WORK TO COMPLETE:
For the string "door", find every matching line in the records and copy it.

AVAILABLE RECORDS:
··········

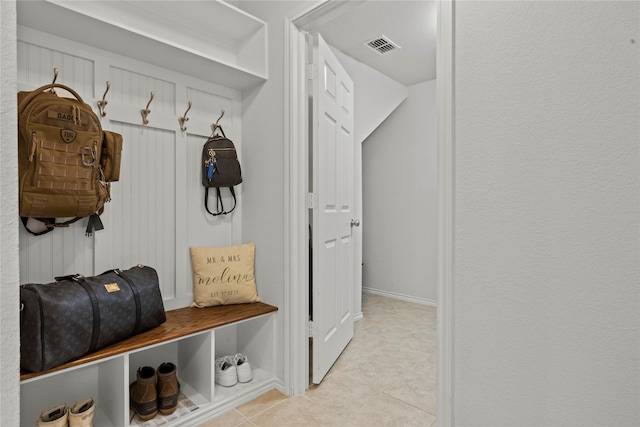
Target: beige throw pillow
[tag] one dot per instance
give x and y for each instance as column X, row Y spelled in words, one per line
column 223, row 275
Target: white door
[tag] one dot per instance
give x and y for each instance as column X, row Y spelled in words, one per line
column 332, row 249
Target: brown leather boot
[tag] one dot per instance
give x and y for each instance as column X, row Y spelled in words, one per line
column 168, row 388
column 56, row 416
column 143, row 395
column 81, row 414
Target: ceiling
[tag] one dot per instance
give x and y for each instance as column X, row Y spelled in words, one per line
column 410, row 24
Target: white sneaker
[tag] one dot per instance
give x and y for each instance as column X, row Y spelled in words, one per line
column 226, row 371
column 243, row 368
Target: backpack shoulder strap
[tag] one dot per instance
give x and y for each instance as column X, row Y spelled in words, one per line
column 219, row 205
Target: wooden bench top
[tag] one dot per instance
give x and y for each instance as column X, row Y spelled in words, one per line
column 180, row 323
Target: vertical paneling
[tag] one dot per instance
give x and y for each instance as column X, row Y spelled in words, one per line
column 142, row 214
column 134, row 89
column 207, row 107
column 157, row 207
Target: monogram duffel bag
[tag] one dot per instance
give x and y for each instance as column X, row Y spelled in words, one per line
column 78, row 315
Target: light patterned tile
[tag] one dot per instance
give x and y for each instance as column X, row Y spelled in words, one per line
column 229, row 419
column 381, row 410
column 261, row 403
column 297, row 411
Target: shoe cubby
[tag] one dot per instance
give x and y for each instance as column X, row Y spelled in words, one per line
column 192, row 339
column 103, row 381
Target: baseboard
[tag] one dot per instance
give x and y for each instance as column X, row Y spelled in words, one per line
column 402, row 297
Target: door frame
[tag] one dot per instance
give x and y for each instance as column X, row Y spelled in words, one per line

··········

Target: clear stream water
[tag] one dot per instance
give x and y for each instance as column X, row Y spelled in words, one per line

··········

FINAL ANSWER:
Target: white door
Target: door frame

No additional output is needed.